▶ _TASK_
Only one number is wanted here: how many lines of the data hold "give".

▶ _PROVIDED ENTRIES_
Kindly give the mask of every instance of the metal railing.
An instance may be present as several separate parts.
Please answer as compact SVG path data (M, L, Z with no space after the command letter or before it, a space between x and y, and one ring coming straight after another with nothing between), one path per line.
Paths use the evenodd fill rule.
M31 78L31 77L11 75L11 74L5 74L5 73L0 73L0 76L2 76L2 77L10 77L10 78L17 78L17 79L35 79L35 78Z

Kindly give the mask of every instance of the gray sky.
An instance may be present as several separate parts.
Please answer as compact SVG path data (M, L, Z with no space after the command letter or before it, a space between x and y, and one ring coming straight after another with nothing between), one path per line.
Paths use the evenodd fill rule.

...

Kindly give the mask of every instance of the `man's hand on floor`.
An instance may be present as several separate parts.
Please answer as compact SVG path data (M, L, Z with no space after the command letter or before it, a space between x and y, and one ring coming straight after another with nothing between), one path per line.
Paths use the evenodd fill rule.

▶ _WRITTEN ANSWER_
3